== What you have to do ==
In the entries below, find the line containing "Target: trimmed hedge" and the line containing "Guideline: for each instance of the overcast". Copy those two lines and everything between them exactly, and only that.

== Stored data ==
·····

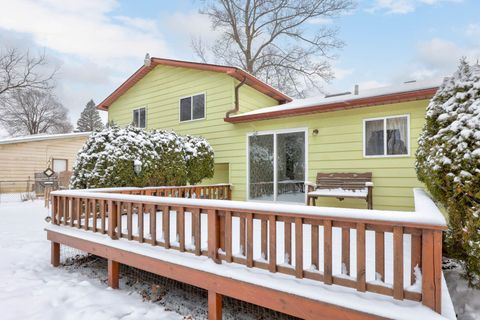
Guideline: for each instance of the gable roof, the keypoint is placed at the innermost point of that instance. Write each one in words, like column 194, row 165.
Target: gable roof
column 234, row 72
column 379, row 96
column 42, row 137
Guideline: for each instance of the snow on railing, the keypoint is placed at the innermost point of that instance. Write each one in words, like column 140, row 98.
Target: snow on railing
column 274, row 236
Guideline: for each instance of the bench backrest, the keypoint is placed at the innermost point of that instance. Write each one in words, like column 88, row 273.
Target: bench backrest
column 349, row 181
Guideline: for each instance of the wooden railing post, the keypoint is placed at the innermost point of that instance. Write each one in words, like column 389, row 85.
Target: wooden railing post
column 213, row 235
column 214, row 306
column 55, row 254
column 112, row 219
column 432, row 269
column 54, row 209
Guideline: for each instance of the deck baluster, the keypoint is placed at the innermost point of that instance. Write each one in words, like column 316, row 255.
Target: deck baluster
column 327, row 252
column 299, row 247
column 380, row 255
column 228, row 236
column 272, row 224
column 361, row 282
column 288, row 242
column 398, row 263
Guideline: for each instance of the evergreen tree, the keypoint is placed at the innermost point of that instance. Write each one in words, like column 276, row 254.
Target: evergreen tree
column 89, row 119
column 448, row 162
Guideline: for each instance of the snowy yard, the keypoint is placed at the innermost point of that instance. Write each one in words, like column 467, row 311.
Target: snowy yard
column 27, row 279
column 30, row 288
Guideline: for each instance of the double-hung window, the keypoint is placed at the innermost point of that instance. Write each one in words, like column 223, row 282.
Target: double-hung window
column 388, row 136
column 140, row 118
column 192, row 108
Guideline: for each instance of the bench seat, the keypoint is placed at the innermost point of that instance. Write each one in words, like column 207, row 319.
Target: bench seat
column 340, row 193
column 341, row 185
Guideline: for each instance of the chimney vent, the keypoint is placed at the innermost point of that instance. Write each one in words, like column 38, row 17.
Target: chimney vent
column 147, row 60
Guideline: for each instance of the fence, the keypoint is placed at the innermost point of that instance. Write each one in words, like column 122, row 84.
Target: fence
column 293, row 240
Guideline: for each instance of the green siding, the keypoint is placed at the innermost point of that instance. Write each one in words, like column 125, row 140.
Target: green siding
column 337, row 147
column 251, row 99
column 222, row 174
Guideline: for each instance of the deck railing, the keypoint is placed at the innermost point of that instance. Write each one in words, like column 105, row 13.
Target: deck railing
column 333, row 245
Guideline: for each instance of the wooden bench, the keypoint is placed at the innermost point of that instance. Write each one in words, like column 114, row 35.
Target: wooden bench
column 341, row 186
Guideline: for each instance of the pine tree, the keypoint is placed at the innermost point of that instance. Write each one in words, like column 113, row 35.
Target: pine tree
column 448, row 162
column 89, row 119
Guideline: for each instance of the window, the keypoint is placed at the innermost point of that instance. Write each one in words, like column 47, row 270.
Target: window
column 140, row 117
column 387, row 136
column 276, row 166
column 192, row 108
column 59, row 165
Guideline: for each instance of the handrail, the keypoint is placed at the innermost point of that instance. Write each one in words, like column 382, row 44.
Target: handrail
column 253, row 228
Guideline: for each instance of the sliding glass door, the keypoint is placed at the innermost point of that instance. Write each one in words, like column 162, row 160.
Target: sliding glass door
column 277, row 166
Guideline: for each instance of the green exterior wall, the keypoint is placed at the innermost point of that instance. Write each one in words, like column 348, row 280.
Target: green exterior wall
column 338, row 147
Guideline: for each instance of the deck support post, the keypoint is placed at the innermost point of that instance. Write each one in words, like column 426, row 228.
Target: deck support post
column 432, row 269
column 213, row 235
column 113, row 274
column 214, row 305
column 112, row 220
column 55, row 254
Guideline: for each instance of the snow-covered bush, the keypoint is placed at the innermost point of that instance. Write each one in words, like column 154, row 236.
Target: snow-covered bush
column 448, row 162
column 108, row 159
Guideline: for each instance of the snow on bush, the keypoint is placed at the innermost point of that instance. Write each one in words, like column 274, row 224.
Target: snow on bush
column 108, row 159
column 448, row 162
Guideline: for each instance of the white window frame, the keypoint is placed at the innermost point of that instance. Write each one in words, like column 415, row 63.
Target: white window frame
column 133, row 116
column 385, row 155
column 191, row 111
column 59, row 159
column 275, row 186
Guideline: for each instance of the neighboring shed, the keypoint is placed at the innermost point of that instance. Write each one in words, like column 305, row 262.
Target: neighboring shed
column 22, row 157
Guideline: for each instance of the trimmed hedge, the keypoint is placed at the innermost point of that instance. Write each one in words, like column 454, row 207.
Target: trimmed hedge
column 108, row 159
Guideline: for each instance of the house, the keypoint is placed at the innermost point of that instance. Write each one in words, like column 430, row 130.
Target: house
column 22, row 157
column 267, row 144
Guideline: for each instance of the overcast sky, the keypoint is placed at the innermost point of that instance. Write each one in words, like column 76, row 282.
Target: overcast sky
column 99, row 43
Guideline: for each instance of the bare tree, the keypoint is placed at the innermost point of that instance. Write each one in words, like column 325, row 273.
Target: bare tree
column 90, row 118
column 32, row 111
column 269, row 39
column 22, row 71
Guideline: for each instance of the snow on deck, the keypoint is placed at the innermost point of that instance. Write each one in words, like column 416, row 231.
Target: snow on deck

·····

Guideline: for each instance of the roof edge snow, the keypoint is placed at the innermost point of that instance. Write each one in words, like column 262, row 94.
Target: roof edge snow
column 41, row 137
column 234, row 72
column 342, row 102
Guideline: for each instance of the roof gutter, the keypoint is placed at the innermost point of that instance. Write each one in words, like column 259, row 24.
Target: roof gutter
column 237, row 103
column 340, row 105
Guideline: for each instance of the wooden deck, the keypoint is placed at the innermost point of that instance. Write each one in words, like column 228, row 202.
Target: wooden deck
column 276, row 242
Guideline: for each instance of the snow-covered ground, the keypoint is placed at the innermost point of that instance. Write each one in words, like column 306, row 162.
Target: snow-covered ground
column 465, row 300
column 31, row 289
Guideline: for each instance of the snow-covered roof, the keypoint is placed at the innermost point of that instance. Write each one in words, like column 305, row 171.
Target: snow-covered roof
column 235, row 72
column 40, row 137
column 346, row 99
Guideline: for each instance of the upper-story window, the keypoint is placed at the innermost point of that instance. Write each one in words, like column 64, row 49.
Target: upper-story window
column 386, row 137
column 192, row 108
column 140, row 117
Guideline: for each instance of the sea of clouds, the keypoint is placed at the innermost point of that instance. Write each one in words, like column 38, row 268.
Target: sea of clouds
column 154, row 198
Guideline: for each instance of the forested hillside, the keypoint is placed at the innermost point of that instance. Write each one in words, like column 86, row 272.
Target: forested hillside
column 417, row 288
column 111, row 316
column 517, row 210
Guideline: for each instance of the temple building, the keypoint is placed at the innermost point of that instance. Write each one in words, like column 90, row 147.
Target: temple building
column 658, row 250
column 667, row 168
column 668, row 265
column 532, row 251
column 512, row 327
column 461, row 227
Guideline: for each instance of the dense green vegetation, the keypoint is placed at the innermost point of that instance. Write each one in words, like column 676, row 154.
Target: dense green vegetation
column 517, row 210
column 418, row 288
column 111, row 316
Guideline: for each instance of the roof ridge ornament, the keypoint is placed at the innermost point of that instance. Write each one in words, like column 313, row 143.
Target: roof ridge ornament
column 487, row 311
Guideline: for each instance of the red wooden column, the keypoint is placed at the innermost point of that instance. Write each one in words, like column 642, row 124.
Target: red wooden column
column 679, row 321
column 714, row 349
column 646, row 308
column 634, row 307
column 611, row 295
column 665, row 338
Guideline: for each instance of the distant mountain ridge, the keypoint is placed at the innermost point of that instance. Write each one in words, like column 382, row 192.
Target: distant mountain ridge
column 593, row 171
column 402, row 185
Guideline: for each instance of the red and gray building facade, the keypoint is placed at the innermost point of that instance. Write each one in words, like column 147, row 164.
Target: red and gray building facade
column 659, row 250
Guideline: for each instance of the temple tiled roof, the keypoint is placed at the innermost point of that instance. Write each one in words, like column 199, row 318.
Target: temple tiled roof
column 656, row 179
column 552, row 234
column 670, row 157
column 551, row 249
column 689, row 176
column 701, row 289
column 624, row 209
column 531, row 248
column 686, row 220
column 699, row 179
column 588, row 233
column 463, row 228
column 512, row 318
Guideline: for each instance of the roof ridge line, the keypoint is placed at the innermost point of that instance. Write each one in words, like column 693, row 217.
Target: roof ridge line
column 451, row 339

·····

== Response to the task ==
Target: trimmed hedge
column 108, row 159
Guideline: for each instance of the house, the keypoint is placed at the innermost point of that instance. Write each one in words, like column 430, row 130.
Target: house
column 22, row 157
column 267, row 144
Guideline: for each instance of the overcast sky, the keypoint is placed at the innermost point of that instance. Write each one in words, like column 76, row 282.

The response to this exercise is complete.